::: Extrait du document :::

La récolte étant faite, le marchand met son vernis dans des seaux de bois bien calfatés au dehors, et dont le couvercle est attaché avec de bons clous. La livre de vernis tous frais faits, revient à environ quarante sols. Le marchand en tire le double et davantage, selon que les endroits où il le transporte sont plus éloignés.

Il en coûte cher aux ouvriers qui recueillent le vernis quand ils ne prennent pas les précautions dont je viens de parler. Le mal commence par des espèces de dartres, qui leur couvrent en un jour et le visage et le reste du corps car elles s’étendent en peu d’heures, et deviennent très rouges : bientôt le visage du malade se bouffit, et son corps qui s’enfle extraordinairement, paraît tout couvert de lèpre.

::: Matériel fourni :::

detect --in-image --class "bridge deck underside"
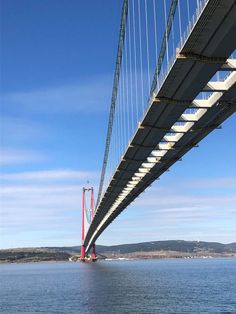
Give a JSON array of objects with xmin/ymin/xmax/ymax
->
[{"xmin": 85, "ymin": 0, "xmax": 236, "ymax": 249}]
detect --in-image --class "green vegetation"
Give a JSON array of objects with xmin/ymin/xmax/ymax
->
[{"xmin": 0, "ymin": 240, "xmax": 236, "ymax": 263}]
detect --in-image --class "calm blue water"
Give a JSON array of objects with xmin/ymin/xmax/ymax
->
[{"xmin": 0, "ymin": 259, "xmax": 236, "ymax": 314}]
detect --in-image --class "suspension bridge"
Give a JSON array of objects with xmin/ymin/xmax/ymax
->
[{"xmin": 81, "ymin": 0, "xmax": 236, "ymax": 259}]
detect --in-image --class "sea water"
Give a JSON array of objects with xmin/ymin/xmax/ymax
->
[{"xmin": 0, "ymin": 259, "xmax": 236, "ymax": 314}]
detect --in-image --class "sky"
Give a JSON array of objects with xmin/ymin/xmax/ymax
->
[{"xmin": 0, "ymin": 0, "xmax": 236, "ymax": 248}]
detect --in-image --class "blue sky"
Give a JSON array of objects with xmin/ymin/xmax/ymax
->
[{"xmin": 0, "ymin": 0, "xmax": 236, "ymax": 248}]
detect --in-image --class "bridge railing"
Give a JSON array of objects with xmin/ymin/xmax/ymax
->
[{"xmin": 98, "ymin": 0, "xmax": 211, "ymax": 207}]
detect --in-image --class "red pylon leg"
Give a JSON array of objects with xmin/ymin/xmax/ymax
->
[
  {"xmin": 80, "ymin": 245, "xmax": 85, "ymax": 260},
  {"xmin": 80, "ymin": 188, "xmax": 85, "ymax": 260},
  {"xmin": 92, "ymin": 244, "xmax": 97, "ymax": 261}
]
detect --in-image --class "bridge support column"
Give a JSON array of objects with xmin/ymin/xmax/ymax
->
[
  {"xmin": 80, "ymin": 245, "xmax": 85, "ymax": 261},
  {"xmin": 91, "ymin": 243, "xmax": 97, "ymax": 262}
]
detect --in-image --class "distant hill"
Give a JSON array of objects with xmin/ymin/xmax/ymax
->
[
  {"xmin": 0, "ymin": 240, "xmax": 236, "ymax": 263},
  {"xmin": 48, "ymin": 240, "xmax": 236, "ymax": 254}
]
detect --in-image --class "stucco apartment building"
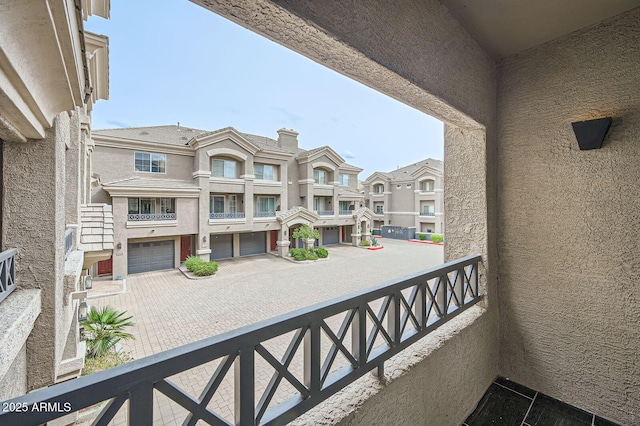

:::

§ Objectif 1: Reprenez le passage sur le vernis de « La récolte étant » à « sont plus éloignés. » en remplaçant « quarante sols » par « cinquante sols ».
§ Objectif 2: Relevez dans le passage sur le vernis tous les objets que le marchand utilise pour conditionner le vernis après la récolte.

§ Réponse attendue 1:
La récolte étant faite, le marchand met son vernis dans des seaux de bois bien calfatés au dehors, et dont le couvercle est attaché avec de bons clous. La livre de vernis tous frais faits, revient à environ cinquante sols. Le marchand en tire le double et davantage, selon que les endroits où il le transporte sont plus éloignés.

§ Réponse attendue 2:
- des seaux de bois
- le couvercle
- des clous